Given data |
____

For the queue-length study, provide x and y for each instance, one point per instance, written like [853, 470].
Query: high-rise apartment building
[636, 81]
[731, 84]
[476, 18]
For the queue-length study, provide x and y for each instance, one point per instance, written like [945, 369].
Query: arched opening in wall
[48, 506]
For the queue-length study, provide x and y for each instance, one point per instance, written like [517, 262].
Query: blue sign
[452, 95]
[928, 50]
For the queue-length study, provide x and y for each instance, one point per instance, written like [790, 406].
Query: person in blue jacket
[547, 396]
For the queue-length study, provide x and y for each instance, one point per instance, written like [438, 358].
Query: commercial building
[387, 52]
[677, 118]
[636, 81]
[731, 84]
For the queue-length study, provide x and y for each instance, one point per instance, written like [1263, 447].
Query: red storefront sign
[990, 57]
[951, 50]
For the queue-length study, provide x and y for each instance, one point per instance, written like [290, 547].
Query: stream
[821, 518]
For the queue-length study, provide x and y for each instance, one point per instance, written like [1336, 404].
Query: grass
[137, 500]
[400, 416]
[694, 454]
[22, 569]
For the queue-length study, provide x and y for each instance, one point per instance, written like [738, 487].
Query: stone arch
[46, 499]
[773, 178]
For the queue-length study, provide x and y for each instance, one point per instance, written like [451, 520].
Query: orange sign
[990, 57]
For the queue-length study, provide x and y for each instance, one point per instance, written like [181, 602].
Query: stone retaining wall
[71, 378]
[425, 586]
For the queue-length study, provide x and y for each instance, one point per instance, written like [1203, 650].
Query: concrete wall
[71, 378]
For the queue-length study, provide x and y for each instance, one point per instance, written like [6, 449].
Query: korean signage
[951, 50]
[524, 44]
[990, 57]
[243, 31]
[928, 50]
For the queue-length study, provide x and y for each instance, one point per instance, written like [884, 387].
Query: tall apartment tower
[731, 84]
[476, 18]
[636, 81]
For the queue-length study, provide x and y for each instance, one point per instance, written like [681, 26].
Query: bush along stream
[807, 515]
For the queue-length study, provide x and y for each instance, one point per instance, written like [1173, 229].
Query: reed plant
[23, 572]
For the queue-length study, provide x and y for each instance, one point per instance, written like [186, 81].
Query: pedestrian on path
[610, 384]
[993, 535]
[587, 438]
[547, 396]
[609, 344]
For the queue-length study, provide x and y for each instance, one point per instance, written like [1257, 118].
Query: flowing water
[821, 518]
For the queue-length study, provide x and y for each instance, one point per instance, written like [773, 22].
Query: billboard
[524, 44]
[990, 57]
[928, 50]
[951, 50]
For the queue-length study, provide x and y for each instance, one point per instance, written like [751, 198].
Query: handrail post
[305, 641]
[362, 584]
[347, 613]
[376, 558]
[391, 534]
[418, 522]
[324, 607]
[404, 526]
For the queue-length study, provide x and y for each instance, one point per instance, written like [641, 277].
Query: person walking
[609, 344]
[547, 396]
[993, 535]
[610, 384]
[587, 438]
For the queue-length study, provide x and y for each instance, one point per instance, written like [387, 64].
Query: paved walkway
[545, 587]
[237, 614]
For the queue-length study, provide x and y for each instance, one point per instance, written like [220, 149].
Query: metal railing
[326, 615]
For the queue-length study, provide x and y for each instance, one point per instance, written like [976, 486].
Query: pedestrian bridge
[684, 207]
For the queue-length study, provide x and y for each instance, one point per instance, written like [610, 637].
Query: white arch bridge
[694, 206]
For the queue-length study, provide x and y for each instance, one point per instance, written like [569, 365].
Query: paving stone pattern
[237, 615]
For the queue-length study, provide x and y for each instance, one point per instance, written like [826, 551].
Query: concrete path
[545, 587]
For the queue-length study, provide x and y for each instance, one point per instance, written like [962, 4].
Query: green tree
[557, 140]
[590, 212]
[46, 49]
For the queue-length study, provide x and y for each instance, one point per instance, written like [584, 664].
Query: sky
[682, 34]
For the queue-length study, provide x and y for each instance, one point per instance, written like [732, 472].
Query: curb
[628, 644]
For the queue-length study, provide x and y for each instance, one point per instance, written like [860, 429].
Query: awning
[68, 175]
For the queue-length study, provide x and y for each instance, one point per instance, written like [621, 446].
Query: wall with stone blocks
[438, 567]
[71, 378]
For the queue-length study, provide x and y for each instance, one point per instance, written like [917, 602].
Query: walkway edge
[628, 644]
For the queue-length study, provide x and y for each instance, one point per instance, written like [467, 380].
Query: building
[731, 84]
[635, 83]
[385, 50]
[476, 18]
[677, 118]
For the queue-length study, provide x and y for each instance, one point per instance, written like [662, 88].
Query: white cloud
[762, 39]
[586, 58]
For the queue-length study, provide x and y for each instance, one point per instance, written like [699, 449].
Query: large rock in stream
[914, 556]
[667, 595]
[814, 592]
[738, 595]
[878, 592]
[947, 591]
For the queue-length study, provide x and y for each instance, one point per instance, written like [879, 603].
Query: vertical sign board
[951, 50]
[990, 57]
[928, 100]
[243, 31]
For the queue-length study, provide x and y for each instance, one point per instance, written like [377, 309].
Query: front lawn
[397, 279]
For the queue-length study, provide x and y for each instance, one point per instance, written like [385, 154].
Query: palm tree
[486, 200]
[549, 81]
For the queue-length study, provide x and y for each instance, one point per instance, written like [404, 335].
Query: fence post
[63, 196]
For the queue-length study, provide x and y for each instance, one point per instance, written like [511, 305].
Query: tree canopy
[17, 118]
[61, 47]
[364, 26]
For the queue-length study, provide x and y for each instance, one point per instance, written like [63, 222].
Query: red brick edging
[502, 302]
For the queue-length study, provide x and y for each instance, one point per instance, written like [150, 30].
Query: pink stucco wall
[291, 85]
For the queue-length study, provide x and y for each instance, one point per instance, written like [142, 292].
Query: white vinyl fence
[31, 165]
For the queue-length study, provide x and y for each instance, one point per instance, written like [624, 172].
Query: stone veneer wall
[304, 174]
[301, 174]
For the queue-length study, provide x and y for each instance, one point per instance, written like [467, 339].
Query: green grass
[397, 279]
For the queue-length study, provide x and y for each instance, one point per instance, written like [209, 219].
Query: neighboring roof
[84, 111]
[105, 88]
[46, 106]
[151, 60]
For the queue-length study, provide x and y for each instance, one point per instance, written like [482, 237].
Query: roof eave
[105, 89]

____

Directions for this task |
Repeat word for word every line from the one that holds "like [142, 292]." to the end. Both ends count.

Exercise result |
For the queue-length study, provide x and y for each instance, one point per instance, written like [142, 292].
Query: white vinyl fence
[31, 165]
For the queue-length study, provide x and y for each instance, one point per instance, written like [624, 172].
Query: stone veneer wall
[304, 174]
[301, 174]
For the queue-length study, provide x and y for each instance, one point per instance, written like [467, 339].
Query: green grass
[397, 279]
For the queue-length study, provide x and y for each instance, one point per instance, written like [209, 219].
Query: neighboring roof
[84, 111]
[105, 88]
[46, 106]
[151, 60]
For the queue-length study, provide x and y for each instance, one point per instance, written like [482, 237].
Query: roof eave
[105, 89]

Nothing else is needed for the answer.